_Problem to work on_. From the records below, print exactly the lines starting at the one containing "target | adult's dark sneaker" and ending at the one containing "target | boy's blond hair", ends included, and nothing else.

_Records for this task_.
Segment Open

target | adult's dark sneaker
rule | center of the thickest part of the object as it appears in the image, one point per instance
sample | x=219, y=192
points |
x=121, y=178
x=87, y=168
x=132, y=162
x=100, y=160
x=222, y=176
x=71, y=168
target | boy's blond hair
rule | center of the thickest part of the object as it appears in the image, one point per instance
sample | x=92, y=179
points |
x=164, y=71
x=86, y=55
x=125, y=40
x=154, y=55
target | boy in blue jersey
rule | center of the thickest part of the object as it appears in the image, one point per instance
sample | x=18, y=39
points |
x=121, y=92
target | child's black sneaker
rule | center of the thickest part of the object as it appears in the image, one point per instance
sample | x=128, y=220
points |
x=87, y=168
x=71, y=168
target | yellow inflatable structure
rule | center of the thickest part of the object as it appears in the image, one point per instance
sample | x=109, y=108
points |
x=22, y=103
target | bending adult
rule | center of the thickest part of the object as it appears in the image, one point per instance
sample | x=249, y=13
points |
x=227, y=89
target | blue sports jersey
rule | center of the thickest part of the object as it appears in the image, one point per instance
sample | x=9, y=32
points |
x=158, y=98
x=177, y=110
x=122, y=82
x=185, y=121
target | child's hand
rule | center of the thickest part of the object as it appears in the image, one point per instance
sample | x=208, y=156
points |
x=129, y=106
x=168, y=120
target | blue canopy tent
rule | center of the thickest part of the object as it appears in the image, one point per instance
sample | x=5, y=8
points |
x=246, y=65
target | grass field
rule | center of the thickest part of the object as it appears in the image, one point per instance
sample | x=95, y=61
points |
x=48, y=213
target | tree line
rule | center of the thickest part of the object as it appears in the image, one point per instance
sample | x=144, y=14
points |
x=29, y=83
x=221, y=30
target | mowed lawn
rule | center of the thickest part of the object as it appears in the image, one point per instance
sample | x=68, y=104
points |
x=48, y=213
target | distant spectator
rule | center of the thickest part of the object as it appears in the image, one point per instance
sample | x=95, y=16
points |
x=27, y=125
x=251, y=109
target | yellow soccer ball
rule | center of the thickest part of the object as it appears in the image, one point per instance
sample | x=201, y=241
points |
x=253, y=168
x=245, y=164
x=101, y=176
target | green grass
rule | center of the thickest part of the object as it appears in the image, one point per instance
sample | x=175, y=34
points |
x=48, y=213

Segment Closed
Segment Open

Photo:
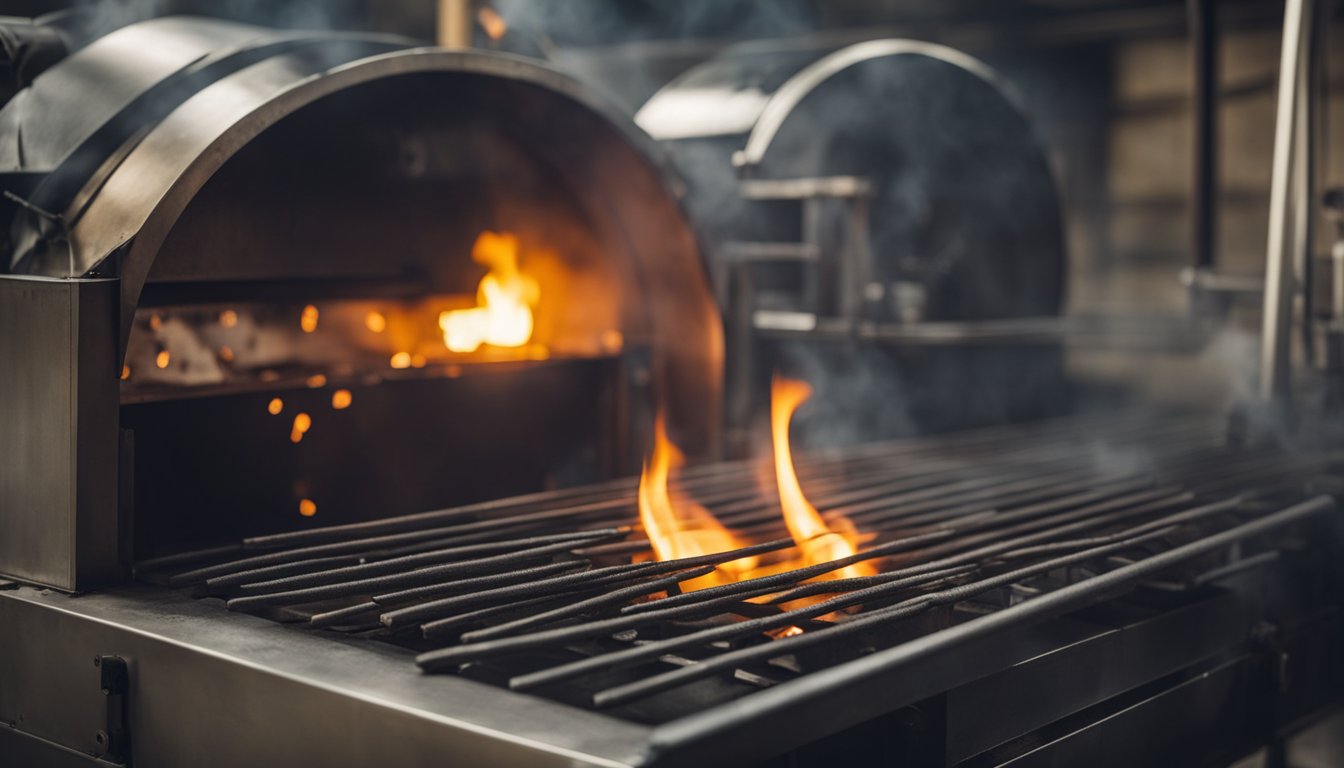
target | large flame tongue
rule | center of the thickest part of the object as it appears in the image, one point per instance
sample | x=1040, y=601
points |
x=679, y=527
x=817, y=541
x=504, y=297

Segment Closed

_Response to this exercise_.
target | adult's dark sneaker
rule | center of the thickest part of the object as it appears in the image, one point per instance
sample | x=219, y=192
points |
x=121, y=178
x=87, y=168
x=132, y=162
x=100, y=160
x=222, y=176
x=71, y=168
target | boy's blond hair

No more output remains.